**Prompt**
Starting at the line that holds "drop a point: the woven rattan basket", set down each line through the end of the listing, exactly as written and with nothing added.

**Dataset rows**

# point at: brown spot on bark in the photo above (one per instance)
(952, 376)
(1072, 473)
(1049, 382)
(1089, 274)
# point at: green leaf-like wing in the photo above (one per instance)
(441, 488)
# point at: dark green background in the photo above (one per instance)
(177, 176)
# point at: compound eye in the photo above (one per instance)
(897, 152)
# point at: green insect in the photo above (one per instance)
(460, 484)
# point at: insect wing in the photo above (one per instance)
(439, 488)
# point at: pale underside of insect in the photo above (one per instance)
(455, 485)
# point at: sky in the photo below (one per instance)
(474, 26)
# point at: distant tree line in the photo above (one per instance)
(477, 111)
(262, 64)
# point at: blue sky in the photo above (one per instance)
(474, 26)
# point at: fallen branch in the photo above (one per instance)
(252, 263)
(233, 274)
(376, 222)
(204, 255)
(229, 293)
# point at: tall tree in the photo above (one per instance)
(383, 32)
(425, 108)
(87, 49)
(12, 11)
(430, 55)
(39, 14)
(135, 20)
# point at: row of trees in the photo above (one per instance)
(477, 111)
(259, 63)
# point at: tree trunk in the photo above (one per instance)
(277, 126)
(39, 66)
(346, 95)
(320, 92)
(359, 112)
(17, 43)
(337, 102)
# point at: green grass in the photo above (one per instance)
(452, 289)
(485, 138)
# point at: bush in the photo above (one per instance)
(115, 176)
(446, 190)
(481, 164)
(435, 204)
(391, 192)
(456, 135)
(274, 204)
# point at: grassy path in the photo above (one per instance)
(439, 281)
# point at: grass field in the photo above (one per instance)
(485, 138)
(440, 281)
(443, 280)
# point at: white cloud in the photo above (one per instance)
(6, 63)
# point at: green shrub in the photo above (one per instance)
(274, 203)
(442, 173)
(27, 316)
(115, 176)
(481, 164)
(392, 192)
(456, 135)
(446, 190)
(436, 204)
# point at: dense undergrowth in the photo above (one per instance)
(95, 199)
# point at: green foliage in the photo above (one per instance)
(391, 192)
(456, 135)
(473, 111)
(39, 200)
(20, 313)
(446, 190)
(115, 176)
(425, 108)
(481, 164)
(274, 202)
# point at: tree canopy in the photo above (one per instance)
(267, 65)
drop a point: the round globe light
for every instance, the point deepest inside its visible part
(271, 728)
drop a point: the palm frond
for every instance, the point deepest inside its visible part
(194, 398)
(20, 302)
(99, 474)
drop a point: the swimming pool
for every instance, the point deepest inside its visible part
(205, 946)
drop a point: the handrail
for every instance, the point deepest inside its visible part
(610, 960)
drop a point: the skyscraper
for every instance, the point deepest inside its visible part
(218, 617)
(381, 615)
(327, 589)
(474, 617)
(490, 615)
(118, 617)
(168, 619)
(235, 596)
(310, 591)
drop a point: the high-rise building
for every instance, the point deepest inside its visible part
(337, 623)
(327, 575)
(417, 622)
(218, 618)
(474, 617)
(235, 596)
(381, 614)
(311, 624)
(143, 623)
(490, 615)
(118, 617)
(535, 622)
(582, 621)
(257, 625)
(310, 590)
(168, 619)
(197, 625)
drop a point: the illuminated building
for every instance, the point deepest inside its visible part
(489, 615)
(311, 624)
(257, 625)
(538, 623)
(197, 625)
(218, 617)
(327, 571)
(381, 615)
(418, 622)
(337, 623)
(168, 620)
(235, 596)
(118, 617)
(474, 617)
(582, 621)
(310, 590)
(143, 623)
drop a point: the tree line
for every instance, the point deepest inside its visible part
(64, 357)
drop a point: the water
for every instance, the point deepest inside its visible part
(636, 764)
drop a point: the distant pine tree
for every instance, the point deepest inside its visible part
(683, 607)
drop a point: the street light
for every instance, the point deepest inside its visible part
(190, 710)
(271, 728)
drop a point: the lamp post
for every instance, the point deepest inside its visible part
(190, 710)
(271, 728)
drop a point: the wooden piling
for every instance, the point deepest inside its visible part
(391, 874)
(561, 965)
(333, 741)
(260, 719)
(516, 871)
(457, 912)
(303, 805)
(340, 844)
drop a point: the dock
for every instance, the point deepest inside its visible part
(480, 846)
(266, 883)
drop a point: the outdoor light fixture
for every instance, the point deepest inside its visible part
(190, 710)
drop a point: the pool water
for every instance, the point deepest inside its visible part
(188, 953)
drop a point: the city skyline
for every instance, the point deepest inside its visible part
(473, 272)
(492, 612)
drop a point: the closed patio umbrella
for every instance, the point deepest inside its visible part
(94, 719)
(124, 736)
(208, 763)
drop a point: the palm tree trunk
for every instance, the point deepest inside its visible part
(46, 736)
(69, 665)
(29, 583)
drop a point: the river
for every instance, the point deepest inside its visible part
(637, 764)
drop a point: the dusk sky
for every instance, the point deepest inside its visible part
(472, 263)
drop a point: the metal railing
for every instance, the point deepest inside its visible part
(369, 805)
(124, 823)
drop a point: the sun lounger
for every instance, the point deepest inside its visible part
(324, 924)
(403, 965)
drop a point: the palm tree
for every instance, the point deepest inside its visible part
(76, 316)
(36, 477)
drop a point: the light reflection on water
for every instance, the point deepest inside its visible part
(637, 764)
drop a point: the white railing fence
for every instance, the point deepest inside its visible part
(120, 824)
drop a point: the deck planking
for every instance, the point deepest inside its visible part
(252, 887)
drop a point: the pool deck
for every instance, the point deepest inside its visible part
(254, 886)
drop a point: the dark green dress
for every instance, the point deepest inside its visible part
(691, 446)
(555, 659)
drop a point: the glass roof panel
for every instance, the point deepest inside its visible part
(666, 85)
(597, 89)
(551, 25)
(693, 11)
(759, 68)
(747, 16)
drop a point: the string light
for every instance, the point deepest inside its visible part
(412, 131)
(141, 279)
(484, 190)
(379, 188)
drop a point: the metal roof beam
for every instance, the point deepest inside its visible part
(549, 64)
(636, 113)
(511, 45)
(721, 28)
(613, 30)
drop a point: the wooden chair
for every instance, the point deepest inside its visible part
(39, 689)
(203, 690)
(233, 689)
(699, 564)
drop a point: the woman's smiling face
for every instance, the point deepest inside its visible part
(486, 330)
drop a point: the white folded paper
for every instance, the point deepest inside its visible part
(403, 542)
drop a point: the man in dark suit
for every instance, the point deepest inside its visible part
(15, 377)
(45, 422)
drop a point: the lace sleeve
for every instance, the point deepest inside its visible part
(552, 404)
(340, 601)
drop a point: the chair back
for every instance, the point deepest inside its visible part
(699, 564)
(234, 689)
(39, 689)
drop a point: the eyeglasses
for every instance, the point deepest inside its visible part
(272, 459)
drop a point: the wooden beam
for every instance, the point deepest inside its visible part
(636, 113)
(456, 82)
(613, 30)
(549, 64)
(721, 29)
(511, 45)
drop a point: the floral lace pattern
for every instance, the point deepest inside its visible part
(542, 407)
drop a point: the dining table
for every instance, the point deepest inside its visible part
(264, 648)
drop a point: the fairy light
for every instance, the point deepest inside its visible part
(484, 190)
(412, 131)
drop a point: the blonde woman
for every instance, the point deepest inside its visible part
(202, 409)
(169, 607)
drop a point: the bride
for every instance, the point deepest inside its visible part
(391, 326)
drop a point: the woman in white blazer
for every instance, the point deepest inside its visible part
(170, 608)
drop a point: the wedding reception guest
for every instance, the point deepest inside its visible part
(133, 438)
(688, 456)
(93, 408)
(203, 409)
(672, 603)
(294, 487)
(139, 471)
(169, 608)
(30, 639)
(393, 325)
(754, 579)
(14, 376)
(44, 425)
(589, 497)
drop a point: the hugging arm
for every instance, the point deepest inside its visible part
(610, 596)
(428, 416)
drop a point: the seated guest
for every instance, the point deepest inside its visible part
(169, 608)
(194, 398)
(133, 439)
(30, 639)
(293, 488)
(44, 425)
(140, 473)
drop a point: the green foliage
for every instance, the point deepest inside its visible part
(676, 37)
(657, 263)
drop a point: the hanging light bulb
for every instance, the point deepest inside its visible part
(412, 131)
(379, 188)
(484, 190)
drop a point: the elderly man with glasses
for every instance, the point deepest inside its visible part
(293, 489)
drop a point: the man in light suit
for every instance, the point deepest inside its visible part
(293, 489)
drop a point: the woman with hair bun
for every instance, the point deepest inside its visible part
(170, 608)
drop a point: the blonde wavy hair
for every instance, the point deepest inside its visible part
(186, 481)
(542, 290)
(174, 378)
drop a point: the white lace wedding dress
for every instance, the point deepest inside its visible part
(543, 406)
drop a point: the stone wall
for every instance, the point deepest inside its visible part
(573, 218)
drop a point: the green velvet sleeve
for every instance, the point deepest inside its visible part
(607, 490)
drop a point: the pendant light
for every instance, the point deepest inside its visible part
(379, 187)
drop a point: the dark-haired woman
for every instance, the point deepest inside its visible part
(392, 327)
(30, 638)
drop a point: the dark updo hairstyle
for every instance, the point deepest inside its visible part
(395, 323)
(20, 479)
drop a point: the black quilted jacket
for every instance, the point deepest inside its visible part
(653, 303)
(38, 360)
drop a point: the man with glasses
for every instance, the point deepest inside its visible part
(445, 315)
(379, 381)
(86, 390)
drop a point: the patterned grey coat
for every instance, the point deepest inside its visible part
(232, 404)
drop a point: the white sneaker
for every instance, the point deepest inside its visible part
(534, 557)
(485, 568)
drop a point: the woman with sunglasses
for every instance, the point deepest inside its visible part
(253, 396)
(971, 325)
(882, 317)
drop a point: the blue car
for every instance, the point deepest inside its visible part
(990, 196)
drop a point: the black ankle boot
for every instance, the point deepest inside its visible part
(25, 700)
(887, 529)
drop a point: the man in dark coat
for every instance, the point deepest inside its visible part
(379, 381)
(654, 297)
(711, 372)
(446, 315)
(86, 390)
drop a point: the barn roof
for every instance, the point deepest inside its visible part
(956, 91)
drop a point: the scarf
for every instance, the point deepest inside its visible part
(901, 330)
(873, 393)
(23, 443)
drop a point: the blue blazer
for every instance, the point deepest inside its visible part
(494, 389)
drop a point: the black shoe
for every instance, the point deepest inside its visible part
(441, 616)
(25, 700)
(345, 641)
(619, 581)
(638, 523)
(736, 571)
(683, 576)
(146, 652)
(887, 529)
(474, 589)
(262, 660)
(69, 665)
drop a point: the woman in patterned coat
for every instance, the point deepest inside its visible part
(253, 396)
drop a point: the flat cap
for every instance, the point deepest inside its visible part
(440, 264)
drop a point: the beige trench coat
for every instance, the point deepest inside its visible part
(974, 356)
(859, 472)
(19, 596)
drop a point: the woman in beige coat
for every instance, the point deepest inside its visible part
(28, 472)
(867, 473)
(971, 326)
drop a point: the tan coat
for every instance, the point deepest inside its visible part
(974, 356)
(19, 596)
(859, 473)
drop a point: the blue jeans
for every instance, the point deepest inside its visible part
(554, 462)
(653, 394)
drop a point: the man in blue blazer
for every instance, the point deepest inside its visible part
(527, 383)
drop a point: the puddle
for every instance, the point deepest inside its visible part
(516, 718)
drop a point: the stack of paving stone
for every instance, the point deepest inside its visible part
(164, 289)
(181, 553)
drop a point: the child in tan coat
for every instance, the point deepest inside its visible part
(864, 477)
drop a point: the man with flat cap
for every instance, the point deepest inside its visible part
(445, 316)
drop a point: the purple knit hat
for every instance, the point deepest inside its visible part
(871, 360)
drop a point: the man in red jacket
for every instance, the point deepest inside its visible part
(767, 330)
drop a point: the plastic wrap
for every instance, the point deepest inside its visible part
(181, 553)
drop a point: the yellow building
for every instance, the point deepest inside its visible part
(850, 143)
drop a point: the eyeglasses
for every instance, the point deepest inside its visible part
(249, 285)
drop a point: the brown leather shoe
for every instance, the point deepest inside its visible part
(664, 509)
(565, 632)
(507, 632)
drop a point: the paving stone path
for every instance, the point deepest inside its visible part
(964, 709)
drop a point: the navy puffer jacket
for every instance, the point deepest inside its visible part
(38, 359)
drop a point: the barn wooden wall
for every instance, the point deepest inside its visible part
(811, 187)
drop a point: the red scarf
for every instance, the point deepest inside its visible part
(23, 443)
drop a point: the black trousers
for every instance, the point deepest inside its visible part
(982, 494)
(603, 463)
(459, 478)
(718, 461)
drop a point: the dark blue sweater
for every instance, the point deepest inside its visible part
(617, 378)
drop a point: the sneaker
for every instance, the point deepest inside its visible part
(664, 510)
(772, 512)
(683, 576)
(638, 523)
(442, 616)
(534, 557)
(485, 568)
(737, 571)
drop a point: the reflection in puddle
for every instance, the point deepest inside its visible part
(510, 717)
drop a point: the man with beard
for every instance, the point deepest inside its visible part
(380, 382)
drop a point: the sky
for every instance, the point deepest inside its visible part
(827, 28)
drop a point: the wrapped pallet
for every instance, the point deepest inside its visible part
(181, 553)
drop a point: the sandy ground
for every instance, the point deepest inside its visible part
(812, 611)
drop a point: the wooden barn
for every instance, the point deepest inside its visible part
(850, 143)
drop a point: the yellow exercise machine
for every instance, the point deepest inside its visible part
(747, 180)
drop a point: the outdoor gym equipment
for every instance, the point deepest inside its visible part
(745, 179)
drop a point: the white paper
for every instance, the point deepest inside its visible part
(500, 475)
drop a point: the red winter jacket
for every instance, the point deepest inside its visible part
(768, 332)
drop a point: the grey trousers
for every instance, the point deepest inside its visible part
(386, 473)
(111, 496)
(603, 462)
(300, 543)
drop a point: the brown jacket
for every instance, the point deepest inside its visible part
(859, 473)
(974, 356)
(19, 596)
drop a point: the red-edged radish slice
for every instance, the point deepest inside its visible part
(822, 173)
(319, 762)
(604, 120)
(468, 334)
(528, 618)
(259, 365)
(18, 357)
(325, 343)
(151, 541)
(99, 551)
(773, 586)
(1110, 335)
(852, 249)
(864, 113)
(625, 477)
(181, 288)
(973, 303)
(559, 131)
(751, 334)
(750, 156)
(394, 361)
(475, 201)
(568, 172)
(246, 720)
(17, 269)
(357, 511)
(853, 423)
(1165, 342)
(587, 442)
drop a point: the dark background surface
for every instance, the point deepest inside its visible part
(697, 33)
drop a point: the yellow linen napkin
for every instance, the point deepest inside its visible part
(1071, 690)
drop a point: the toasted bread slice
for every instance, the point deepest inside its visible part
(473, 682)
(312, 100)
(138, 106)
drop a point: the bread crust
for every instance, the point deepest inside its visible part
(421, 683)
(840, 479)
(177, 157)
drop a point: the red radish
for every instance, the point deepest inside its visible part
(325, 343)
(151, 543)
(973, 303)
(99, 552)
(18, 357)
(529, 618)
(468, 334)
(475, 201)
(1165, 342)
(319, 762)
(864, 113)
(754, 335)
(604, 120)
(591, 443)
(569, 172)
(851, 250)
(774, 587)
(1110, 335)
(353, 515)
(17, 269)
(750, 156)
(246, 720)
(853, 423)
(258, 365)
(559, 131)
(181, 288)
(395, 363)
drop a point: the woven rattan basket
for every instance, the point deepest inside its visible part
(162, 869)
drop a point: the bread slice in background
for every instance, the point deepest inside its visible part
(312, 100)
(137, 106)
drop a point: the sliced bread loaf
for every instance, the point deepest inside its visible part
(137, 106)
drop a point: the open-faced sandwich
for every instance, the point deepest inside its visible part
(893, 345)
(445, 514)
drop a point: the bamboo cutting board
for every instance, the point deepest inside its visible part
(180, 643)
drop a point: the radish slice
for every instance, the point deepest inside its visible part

**Answer to this task**
drop a point: the woven rattan basket
for every instance, the point deepest inside its visible part
(162, 869)
drop a point: the bread slice in background
for every instance, the point deepest inside its visible part
(312, 100)
(137, 106)
drop a point: the sliced bread loaf
for every instance, the point deepest inside its visible part
(137, 106)
drop a point: the open-faced sandwich
for every instance, the point deepest inside its visible part
(893, 345)
(445, 514)
drop a point: the bamboo cutting board
for every instance, the point deepest inside its visible part
(180, 643)
drop a point: the radish slice
for every instance, the point deepest inside its visible part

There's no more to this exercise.